#### Consigne écrite
Renvoyez toutes les lignes ci-dessous à l'identique, sans en modifier un seul caractère.

#### Lignes sources
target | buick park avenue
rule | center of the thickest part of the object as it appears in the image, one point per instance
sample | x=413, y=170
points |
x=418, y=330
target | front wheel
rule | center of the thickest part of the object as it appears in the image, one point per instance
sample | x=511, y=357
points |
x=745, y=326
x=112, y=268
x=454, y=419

#### Réponse à l'exercice
target | buick park avenue
rule | center of the thickest part of the object as it appears in the image, one point per instance
sample | x=413, y=170
points |
x=418, y=330
target | front wheel
rule | center of the thickest part of the object as it appears in the image, one point per instance
sample | x=511, y=357
points |
x=745, y=326
x=112, y=268
x=454, y=419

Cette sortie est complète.